3. Sampling and Methodology

More than 280 samples were collected from 28 drilling wells in the Shilounan Block, with the main sampling layers including the Benxi, Taiyuan, Shanxi, Shihezi, and Shiqianfeng formations. Figure 1b shows the distribution of the well locations for sampling. The samples were analyzed via thin section petrographic examinations, SEM, porosity and permeability measurements, XRD analysis, and mercury intrusion tests. The specific details of the experimental methods and detailed procedures are based on previous papers published by our team [15,16].

4. Results

4.1. Petrological Characteristics

The sandstones from the Taiyuan and Shanxi formations range primarily from dark gray to gray. In contrast, the sandstones from the Shihezi Formation range from gray to gray-white to gray-green. The sandstones of the Shiqianfeng Formation, however, showcase a more diverse range of colors that range from mainly brown to grayish-green and purple-red. There is a notable color variation in the sandstones from the Benxi Formation and the Shiqianfeng Formation, where the formations transition from gray and black to green and grayish-brown. These color changes indicate a shift from reducing to oxidizing conditions and a transition in climate from humid to arid in the sedimentary environment during the late Paleozoic (Figure 4).
The Shilounan Block contains several types of sandstones, such as lithic sandstone, lithic feldspathic sandstone, lithic quartz sandstone, quartz sandstone, and feldspathic lithic sandstone (Figure 5). Within the Taiyuan and Shanxi formations, three main types of sandstone are present—lithic sandstone, lithic quartz sandstone, and quartz sandstone. The quartz content varies from 10% to 96%, with an average quartz content of 53.2%. The rock debris content ranges from 1% to 70%, with an average rock debris content of 28.9%. The feldspar content in the Taiyuan and Shanxi formations is relatively low and is present as fine to medium feldspar grains.
The Shihezi Formation primarily comprises lithic sandstone, commonly known as lithic quartz sandstone, feldspathic lithic sandstone, and quartz sandstone. The quartz content within this formation ranges from 14% to 89%, while the rock debris content ranges from 2% to 63%, with an average content of 26.1%. In contrast, the sandstones of the Shiqianfeng Formation are predominantly composed of lithic feldspathic sandstone and feldspathic lithic sandstone, and are occasionally accompanied by lithic sandstone and feldspathic quartz sandstone. The feldspar content in the Shihezi Formation is relatively high. Quartz is the predominant mineral in the sandstone, with the highest content being observed in the Taiyuan Formation and the lowest content being observed in the Shiqianfeng Formation.
☆ ☆ ☆ ☆ ☆ ☆ ☆
*TASK INSTRUCTIONS*
1/ According to the text on the Shilounan Block sandstones, what is the average quartz content in the Taiyuan and Shanxi formations?
2/ Carry on the text about the Shilounan Block sandstones, starting after its final sentence.

Rows from a data collection
☆ ☆ ☆ ☆ ☆ ☆ ☆
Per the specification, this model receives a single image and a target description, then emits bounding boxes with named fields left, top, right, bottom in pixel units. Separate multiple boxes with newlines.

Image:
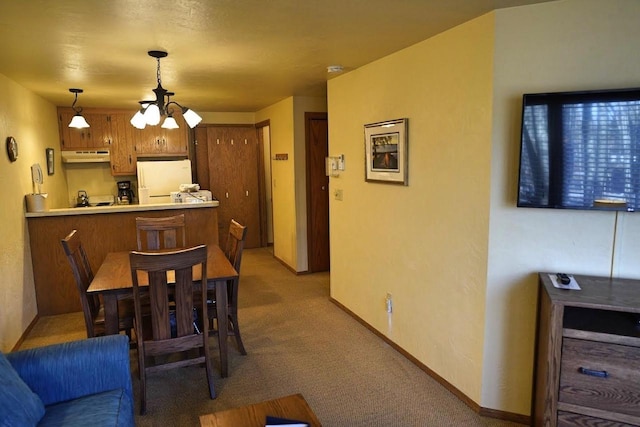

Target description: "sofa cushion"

left=38, top=389, right=134, bottom=427
left=0, top=352, right=44, bottom=426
☆ ☆ ☆ ☆ ☆ ☆ ☆
*ANSWER LIST*
1/ 53.2%

2/
4.2. Porosity and Permeability

Porosity and permeability tests were conducted on 245 sandstone samples from the Shilounan Block. The samples have an average porosity of 6.2% and an average permeability of only 0.705 mD. The reservoir, therefore, has low porosity and ultra-low permeability (Table 1).
The Shihezi Formation has the highest porosity, with an average of 7.7%. The Shangshihezi Formation has an average porosity of 8.4%, while the Xiashihezi Formation has an average porosity of 7.1%. The sandstones in the Xiashihezi Formation display a maximum porosity of 15.4% and a minimum porosity of 1.3%. Porosities that exceed 10% account for only 10% of the samples (Figure 6a). The sandstone in the Shangshihezi Formation ranges from a maximum porosity of 16.1% to a minimum porosity of 1.6%. Here, approximately 50% of the samples exhibit porosity exceeding 10%, indicating favorable reservoir characteristics (Table 1 and Figure 6a). Even though the Taiyuan Formation has a porosity close to 7%, the sample size is relatively small and shows higher variability. The Shanxi and Benxi formations have average porosities of 4.0% and 4.9%, respectively.
The limited number of samples from the Benxi and Taiyuan formations exhibit relatively high permeabilities. The average permeability is 0.11 mD in the Shanxi Formation, 0.29 mD in the Xiashihezi Formation, and 0.95 mD in the Shangshihezi Formation. The permeability range of the Shihezi Formation is quite extensive, with the Xiashihezi Formation displaying a maximum permeability of 6.14 mD and a minimum of only 0.0013 mD (Figure 6b). Similarly, the Shangshihezi Formation has a maximum permeability of 14.18 mD and a minimum of 0.0033 mD. The peak permeability of the Xiashihezi Formation ranges from 0.1 to 0.5 mD, while the peak permeability of the Shangshihezi Formation ranges from 0.1 to 0.5 mD and exceeds 2 mD (Figure 6b).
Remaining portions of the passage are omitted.